• _Task directions_
Copy the records below exactly as they appear.
[Provided material]
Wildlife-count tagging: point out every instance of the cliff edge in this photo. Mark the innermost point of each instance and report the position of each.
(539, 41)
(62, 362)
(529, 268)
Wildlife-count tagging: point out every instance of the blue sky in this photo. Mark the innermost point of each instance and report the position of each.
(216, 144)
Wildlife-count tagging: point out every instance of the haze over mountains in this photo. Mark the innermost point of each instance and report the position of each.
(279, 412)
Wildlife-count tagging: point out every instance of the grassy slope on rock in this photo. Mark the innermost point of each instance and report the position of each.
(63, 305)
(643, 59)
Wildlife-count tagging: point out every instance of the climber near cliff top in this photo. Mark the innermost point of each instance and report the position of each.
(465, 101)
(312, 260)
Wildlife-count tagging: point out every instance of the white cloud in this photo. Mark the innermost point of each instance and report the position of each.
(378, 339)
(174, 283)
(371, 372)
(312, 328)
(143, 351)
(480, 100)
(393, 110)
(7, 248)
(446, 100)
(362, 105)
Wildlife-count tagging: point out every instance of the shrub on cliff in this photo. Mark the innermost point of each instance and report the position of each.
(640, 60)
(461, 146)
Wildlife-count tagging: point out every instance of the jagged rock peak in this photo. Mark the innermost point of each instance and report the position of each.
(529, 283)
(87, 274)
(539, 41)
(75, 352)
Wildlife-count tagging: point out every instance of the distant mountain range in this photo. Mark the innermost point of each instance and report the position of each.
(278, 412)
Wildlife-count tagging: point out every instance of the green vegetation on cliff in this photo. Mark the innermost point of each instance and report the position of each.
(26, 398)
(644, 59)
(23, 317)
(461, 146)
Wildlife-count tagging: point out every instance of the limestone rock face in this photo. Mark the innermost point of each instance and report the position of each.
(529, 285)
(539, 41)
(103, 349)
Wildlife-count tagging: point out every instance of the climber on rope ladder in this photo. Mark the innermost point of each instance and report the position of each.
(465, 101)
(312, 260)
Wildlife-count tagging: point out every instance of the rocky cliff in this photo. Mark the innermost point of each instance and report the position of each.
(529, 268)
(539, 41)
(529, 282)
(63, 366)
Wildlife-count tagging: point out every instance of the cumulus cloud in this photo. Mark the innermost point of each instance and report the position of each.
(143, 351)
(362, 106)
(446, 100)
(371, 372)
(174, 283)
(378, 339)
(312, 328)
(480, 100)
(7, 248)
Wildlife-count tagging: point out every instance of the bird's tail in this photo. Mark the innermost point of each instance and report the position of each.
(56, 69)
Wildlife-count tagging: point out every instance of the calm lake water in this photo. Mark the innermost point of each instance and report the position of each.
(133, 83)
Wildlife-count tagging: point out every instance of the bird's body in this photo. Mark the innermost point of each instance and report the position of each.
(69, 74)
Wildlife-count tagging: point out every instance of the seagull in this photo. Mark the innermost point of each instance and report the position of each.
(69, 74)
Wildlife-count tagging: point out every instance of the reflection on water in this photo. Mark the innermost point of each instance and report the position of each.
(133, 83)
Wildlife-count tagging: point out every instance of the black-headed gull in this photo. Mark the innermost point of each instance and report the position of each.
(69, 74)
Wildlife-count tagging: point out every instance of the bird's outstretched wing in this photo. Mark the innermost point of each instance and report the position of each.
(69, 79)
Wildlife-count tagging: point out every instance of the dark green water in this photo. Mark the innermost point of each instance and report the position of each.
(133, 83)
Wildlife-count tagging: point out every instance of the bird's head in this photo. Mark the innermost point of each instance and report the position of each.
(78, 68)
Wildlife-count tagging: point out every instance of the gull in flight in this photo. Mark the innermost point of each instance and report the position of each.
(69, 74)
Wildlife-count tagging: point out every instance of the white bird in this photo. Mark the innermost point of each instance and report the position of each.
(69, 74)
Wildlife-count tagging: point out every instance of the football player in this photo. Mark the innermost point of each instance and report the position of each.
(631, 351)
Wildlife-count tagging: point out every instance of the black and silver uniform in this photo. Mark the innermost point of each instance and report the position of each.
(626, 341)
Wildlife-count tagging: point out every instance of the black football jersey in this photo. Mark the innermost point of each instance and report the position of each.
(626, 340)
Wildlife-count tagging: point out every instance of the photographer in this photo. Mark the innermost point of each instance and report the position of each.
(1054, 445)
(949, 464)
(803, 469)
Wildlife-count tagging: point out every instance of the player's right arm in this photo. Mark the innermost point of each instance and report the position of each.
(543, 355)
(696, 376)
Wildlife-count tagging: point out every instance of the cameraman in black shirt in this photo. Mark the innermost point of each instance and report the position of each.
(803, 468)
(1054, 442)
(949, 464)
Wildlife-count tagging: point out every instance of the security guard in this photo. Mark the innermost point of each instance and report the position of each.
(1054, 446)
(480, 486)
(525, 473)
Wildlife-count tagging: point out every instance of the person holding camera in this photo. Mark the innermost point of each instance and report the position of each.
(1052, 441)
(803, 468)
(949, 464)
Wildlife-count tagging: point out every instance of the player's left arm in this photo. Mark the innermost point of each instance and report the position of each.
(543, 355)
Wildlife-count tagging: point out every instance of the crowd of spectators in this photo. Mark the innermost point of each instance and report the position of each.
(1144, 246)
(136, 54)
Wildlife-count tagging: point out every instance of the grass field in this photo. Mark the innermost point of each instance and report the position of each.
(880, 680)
[/Provided material]
• _Task result_
Wildlife-count tagging: point out every instance of the cliff edge in this photo. Mark the innermost point of each instance and report the position of each.
(539, 41)
(62, 362)
(529, 268)
Wildlife-count tagging: point out every instance of the blue sky in this photo. Mark the innermost point of each instance and report the position of each.
(216, 144)
Wildlife-count tagging: point out every instance of the haze over mountains in this photo. Mark the innermost point of each instance and report the position of each.
(279, 412)
Wildlife-count tagging: point out every instance of the grassy slope on rock in this photo. Mark the innermost point of each instance and report the position of each.
(63, 305)
(643, 59)
Wildlife-count tagging: point out every instance of the climber near cliff top in this photo. Mark the innermost point of each instance and report the position of each.
(465, 101)
(312, 260)
Wildlife-count tagging: point out every instance of the white cloud in this photo. Mark the innermost point of each instance and report the position of each.
(378, 339)
(174, 283)
(371, 372)
(312, 328)
(143, 351)
(480, 100)
(393, 110)
(7, 248)
(446, 100)
(362, 105)
Wildlife-count tagging: point out every instance of the shrub on cliff in this photo. Mark the innermost point of each instance and report the position of each.
(640, 60)
(461, 146)
Wildlife-count tagging: point out every instance of the jagged rock peak in this photo. Mark the innermost point of each instance and report the position of each.
(529, 283)
(87, 274)
(539, 41)
(75, 352)
Wildlife-count tagging: point out every instance of the distant mountain range in this photo. Mark the innermost point of each instance and report the position of each.
(278, 412)
Wildlife-count tagging: point out every instance of the green vegetation on cliff in this photo. Mark the innermost point of each instance and report the position of each.
(26, 398)
(644, 59)
(23, 317)
(461, 146)
Wildlife-count tagging: point out every instance of the limestone rock face in this photo. Mark the innermost point of each instance and report the position of each.
(529, 285)
(539, 41)
(103, 349)
Wildlife-count tagging: point out every instance of the climber on rope ladder in this photo. Mark the innermost point of each instance and report the position of each.
(465, 101)
(312, 260)
Wildlife-count tagging: point out every instance of the rocky cliff in this photo. Mark the innermost point of each instance and report the position of each.
(529, 268)
(539, 41)
(529, 282)
(63, 366)
Wildlife-count tagging: point out every instance of the cumulus cloud in this photo. Mark the innermost point of each instance and report the position of each.
(143, 351)
(362, 106)
(446, 100)
(371, 372)
(174, 283)
(378, 339)
(312, 328)
(480, 100)
(7, 248)
Wildlife-count tagging: point out every instance of the bird's tail in this photo. Mark the innermost point of each instance and report the position of each.
(56, 69)
Wildlife-count tagging: point out every instance of the calm lake water in this photo. Mark the innermost point of each instance and report the position of each.
(133, 83)
Wildlife-count tagging: point out every instance of the bird's body in this photo. Mark the innermost point of each instance and report the position of each.
(69, 74)
Wildlife-count tagging: point out every instance of the seagull in this photo. Mark the innermost point of each instance and report the position of each.
(69, 74)
Wildlife-count tagging: point out every instance of the reflection on water in this photo. Mark the innermost point of each instance and report the position of each.
(133, 83)
Wildlife-count tagging: point out every instance of the black-headed gull in this photo. Mark the innermost point of each instance and report the position of each.
(69, 74)
Wildlife-count tagging: point out every instance of the bird's outstretched wing in this photo. Mark the innermost point of each instance and report the position of each.
(69, 79)
Wildlife-count tagging: point out every instance of the dark green water in this photo. Mark the innermost point of each instance and report the position of each.
(133, 83)
Wildlife-count tagging: point out every instance of the bird's head in this photo. Mark the innermost point of each instance and report the position of each.
(78, 68)
Wildlife-count tagging: point out every instance of the gull in flight in this photo. Mark the innermost point of each instance and report the position of each.
(69, 74)
Wildlife-count tagging: point out every instance of the white bird in this photo. Mark the innermost point of each instance and report the position of each.
(69, 74)
Wildlife-count tagging: point out every instance of the football player in this photo. Mark the innermost point of each instance and report the position of each.
(631, 351)
Wildlife-count tagging: point out every instance of the black and silver uniform in this photo. Mark the innermost point of each instance and report the position of each.
(626, 341)
Wildlife-count tagging: point out every instance of the black football jersey in this photo. Mark the innermost point of each instance and report the position of each.
(626, 340)
Wildlife-count tagging: point out every instance of the photographer in this photo. Mark the innermost point of each instance and report the position of each.
(1054, 445)
(949, 464)
(803, 469)
Wildlife-count tagging: point out every instance of the player's right arm in this photo. Mark the innermost point of each instance and report the position of each.
(543, 355)
(696, 376)
Wildlife-count tagging: point out every instance of the cameraman in black shirt in this photo. Mark the innermost point of each instance and report the position of each.
(803, 468)
(1054, 442)
(949, 464)
Wildlife-count tagging: point out every instance of the security guard in this photo. Mark the innermost point of each instance and report the position of each.
(1054, 446)
(480, 486)
(525, 473)
Wildlife-count tagging: point out every instance of the person holding camera in this photo. Mark the innermost point of each instance and report the position of each.
(1052, 441)
(803, 468)
(949, 464)
Wildlife-count tagging: point out every instance of the player's left arm in this photo. Mark the innermost point of each instance and report the position of each.
(543, 355)
Wildlife-count tagging: point out every instance of the crowd of spectators in this photo. Mark the innermost point of each instance and report the position of each.
(1144, 246)
(136, 54)
Wildlife-count tagging: point out every instance of the grass field in this photo. Mark the innermost point of each instance and report the position of each.
(880, 680)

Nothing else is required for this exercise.